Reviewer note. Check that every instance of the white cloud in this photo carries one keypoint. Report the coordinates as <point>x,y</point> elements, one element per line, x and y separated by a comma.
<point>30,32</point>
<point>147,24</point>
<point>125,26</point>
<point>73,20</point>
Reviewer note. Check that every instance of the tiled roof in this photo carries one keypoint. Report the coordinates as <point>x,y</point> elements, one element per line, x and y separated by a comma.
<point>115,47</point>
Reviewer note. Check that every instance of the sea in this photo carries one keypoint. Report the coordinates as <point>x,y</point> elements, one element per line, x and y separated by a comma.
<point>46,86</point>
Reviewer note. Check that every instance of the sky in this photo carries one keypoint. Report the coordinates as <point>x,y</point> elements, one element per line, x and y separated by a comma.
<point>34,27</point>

-=-=-

● Written task
Transcribe the data above in full, exactly.

● Expected answer
Reviewer note. Check that every instance of the white cloud in this photo carries one keypoint. Report the coordinates as <point>x,y</point> elements, one element per line, x and y separated by a comma.
<point>30,32</point>
<point>147,24</point>
<point>125,26</point>
<point>73,20</point>
Reviewer note. Check that every instance of the tiled roof in this photo carries one keypoint. Report the coordinates as <point>x,y</point> elements, one element per line, x and y separated by a comma.
<point>115,47</point>
Reviewer note. Check that every instance of the sea in this photo carries one keypoint. Report the coordinates as <point>x,y</point> elements, one element per line, x and y separated by a comma.
<point>46,86</point>
Reviewer note. Check that every instance of the sky in this photo carries one keypoint. Report the coordinates as <point>x,y</point> elements, one element per line, x and y separated by a comma.
<point>34,27</point>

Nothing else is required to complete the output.